▶ _Task details_
Return the entries in full, exactly as they were written.

※

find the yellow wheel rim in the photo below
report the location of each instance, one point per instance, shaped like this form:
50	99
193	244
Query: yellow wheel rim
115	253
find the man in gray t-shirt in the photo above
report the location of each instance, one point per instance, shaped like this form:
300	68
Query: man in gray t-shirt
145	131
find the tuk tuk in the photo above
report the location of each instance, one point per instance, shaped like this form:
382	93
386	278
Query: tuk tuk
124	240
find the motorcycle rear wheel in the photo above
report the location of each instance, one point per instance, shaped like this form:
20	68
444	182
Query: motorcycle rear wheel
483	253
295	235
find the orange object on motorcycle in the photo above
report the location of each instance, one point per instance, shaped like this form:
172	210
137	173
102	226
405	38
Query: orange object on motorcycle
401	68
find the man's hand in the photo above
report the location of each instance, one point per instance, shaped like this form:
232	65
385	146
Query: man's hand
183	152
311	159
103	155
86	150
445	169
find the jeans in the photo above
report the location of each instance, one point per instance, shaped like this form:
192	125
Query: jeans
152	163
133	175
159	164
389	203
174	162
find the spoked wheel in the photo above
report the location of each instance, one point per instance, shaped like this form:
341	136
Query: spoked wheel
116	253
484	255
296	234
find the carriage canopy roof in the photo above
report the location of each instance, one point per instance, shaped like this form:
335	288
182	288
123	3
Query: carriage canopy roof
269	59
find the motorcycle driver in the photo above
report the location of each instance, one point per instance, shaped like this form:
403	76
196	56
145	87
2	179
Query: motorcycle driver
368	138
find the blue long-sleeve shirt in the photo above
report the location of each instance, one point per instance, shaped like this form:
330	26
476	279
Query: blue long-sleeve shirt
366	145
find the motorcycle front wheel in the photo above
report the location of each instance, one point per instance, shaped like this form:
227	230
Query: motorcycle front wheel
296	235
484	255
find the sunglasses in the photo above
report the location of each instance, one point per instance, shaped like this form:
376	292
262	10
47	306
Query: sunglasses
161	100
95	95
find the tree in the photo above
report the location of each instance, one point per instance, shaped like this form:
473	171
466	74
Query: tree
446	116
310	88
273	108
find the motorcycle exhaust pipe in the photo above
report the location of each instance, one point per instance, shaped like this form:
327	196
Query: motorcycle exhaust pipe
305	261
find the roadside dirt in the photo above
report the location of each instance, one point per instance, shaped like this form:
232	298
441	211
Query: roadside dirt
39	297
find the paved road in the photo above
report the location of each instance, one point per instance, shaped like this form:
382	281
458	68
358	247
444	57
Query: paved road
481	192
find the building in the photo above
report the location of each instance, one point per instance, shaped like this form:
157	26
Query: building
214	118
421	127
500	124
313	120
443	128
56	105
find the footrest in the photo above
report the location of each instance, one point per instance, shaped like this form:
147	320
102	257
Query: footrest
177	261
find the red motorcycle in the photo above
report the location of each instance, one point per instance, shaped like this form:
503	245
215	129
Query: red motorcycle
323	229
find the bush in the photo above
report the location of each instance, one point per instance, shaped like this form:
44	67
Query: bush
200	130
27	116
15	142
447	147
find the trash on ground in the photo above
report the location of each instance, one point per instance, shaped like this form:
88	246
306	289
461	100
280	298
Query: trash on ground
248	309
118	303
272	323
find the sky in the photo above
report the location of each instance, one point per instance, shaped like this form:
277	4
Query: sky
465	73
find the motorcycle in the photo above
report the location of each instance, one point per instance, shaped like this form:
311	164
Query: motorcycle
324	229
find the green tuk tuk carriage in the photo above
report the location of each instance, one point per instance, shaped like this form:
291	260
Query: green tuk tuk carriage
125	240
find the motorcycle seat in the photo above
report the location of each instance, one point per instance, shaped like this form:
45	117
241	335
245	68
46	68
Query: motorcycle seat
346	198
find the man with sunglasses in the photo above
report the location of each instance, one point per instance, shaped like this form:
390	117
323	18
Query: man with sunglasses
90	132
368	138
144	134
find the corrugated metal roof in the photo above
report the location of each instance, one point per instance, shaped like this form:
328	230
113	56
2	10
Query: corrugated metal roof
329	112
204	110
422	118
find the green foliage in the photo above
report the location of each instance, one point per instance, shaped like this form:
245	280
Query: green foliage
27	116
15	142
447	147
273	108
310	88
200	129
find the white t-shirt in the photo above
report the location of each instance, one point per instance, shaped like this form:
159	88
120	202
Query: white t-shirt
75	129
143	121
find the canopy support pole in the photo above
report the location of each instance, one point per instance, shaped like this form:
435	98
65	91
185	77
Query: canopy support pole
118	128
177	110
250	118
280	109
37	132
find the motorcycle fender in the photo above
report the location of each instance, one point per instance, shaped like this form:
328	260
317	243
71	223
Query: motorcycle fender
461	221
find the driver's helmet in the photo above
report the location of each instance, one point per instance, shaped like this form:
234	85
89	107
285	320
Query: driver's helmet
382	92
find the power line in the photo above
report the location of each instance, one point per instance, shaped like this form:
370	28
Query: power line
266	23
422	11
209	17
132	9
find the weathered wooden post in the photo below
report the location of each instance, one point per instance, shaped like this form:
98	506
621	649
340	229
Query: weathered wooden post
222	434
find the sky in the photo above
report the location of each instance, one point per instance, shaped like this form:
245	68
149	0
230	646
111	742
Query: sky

※

▶ _Solution to the problem_
find the yellow wheel rim in the photo below
report the location of each instance, one point per instance, shaped like this form:
50	99
193	244
Query: yellow wheel rim
115	253
find the man in gray t-shirt in the photo above
report the location of each instance, one point per instance, shaped like this form:
300	68
Query: man in gray t-shirt
145	131
find the tuk tuk in the photo above
report the location of each instance, one point per instance, shaped like this form:
382	93
386	278
Query: tuk tuk
124	240
find the motorcycle rear wheel in the photo above
report the location of each instance, one point per instance, shaped like this form:
20	68
444	182
Query: motorcycle rear wheel
483	253
295	235
find the orange object on motorcycle in the photo above
report the location of each instance, one point per instance, shaped like this form:
172	210
137	173
102	226
405	38
Query: orange object on motorcycle
401	68
find the man's hand in the photo above
report the location of each instance, one point per instance, shaped like this form:
232	65
385	146
Query: man's hand
183	152
311	159
103	155
86	150
445	169
find the jeans in the photo above
report the location of each instance, one point per instance, shaped like this form:
192	125
Query: jeans
152	163
133	175
159	164
389	203
174	162
find the spoked wheel in the photo above
report the location of each instance, one point per instance, shaped like this form:
341	136
Query: spoked wheel
116	253
484	255
296	234
find the carriage canopy roof in the photo above
report the location of each instance, one point per instance, shaped like this form:
335	288
182	288
123	3
Query: carriage canopy roof
269	59
find the motorcycle driver in the photo above
report the location of each instance, one point per instance, shaped like this form:
403	76
196	56
145	87
2	179
Query: motorcycle driver
368	138
find the blue long-sleeve shirt in the photo above
report the location of each instance, one point per instance, shaped like this form:
330	26
476	279
Query: blue long-sleeve shirt
366	145
find the motorcycle front wheel in the photo above
report the location of each instance, one point per instance, shaped like this form:
227	230
Query: motorcycle front wheel
296	235
484	255
find the sunglasses in the photo above
report the location of each instance, one point per instance, shaped like this form:
376	292
262	10
47	306
Query: sunglasses
161	100
95	95
find the tree in the photo above
report the location of each instance, one point per instance, shaped like this form:
473	171
466	74
Query: tree
446	116
310	88
273	108
find the motorcycle exhaust pipe in the photo above
report the location of each instance, one point per instance, shaped like this form:
327	196
Query: motorcycle exhaust pipe
305	261
find the roadside dirt in the photo above
report the location of each instance, one point per instance, shaped like this form:
232	298
441	211
Query: roadside dirt
39	297
find the paved road in the photo above
report the location of each instance, one point per instance, shaped like this form:
382	281
458	68
358	247
444	57
Query: paved road
481	192
find the building in the photo above
report the location of each instance, one point per instance, shaped like this form:
157	26
Query: building
214	118
421	127
500	124
313	120
443	128
56	105
find the footrest in the photo above
report the location of each instance, one point per instance, shaped like this form:
147	320
102	257
Query: footrest
177	261
find the red motorcycle in the photo above
report the location of each instance, one point per instance, shaped like this form:
503	245
215	129
Query: red motorcycle
323	229
find the bush in the photo above
report the location of each instance, one point per instance, shaped like this form:
44	67
Query: bush
200	130
27	116
15	142
447	147
find the trash on ground in the photo above
report the location of each instance, one point per instance, shaped like this form:
88	246
306	289
461	100
280	298
Query: trash on ground
248	309
118	303
272	323
find the sky in the photo above
report the location of each instance, one point per instance, shaped like this form:
277	4
Query: sky
465	73
find the motorcycle in the photo above
report the location of each instance, one point per instance, shaped like this form:
311	164
Query: motorcycle
324	229
find the green tuk tuk carriage in the photo above
report the location of each instance, one point per instance, shaped like this form:
291	260
Query: green tuk tuk carriage
125	240
find the motorcycle seat in the photo above
report the location of each instance, one point per instance, shaped like this form:
45	117
241	335
245	68
46	68
Query: motorcycle seat
346	198
find the man with sunglasses in the photo above
report the location of each instance, one point per instance, shaped like this form:
390	117
323	18
Query: man with sunglasses
90	132
368	138
144	134
find the corrugated metal roof in the photo above
report the location of each instance, one point per instance, shaped like this form:
328	230
113	56
2	10
Query: corrugated metal roof
329	112
204	110
422	118
find the green foliage in the photo above
report the location of each instance, one point per instance, shaped like this form:
245	280
Query: green foliage
27	116
15	142
447	147
273	108
310	88
200	129
find the white t-shirt in the photo above
report the location of each instance, one point per instance, shaped like this form:
159	88
120	202
Query: white t-shirt
75	129
143	121
find the canopy support pole in the photo above
report the location of each instance, one point per instance, shaped like this form:
435	98
65	91
185	77
Query: canopy support pole
118	128
177	110
250	118
280	109
37	132
find the motorcycle fender in the photo above
report the location of each instance, one point per instance, shaped like this form:
328	260
317	243
71	223
Query: motorcycle fender
461	221
find the driver's helmet in the photo above
report the location of each instance, one point per instance, shaped like this form:
234	85
89	107
285	320
Query: driver's helmet
382	92
find the power line in the photo above
report the location of each instance, one point per instance, shaped like this form:
370	28
Query: power line
266	23
422	11
209	17
132	9
find the weathered wooden post in the photo below
report the location of each instance, one point per instance, shaped like this form:
98	506
621	649
340	229
Query: weathered wooden post
222	434
find the sky in the photo above
report the location of each instance, one point per instance, shaped like this form:
245	68
149	0
230	646
111	742
Query: sky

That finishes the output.